→ **Exercise directions**
According to the talk abstract below, why is H3+ a sensitive probe of energy inputs and of coupling between planets and their magnetospheres? Answer in one to three sentences.

→ **Text**
····················

Tuesday 21 September at 2:30pm

Steve Miller - UC London

"The Role of H3+ in Planetary Atmospheres"

ABSTRACT: "In the decade since its first detection in the auroral regions of Jupiter, the fundamental molecular ion H3+ has been used to probe the physical and chemical properties of the upper atmospheres of the outer planets. There it is formed either by high energy particle precipitation or by solar EUV ionisation of the predominantly molecular hydrogen atmosphere. H3+ is thus a sensitive probe of energy inputs and coupling between planets and their magnetospheres. "H3+ emits strongly in the infrared: in the L and L' windows in particular, its fundamental vibrational spectrum has many strong transitions; in the K window, the overtone spectrum is a high temperature diagnostic. Thus the Mauna Kea observatories - especially UKIRT, IRTF and CHFT - have led the world in H3+ studies of the planets. "Jupiter is by far the most studied of the outer planets; infrared H3+ imaging has proved essential to improving models of the planet's giant magnetic field. This talk, however, will concentrate on what has been learned from spectroscopic studies using CGS4 on UKIRT and CSHELL on the IRTF. It will discuss the implications of temperature, column density and emission results for the thermal balance of the upper atmosphere. "Recent results show that H3+ spectroscopy can be an important probe of the dynamics of the atmosphere. High velocity ionospheric winds may prove to be the key to identifying missing energy sources which account for the unusually high jovian temperature. UCL's Jovian Ionosphere Model (JIM) and the results of simulating high energy ionosphere/thermosphere inputs will be discussed in the light of new dynamic models. "Uranus and Saturn are much less studied. But they show how each of the planets is unique in terms of its H3+ activity (as is the case with so many other of their properties). And we will speculate on the possibility that H3+ may hold the key to directing planets outside of our own solar system directly."

····················

→ **Provided records**
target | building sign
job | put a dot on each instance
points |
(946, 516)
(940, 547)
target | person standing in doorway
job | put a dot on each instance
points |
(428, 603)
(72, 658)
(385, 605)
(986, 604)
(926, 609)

····················

→ **Exercise output**
H3+ forms in the mostly molecular hydrogen upper atmospheres of the outer planets through either high energy particle precipitation or solar EUV ionization. Since it arises from those energy inputs, it serves as a sensitive probe of them and of how planets couple with their magnetospheres.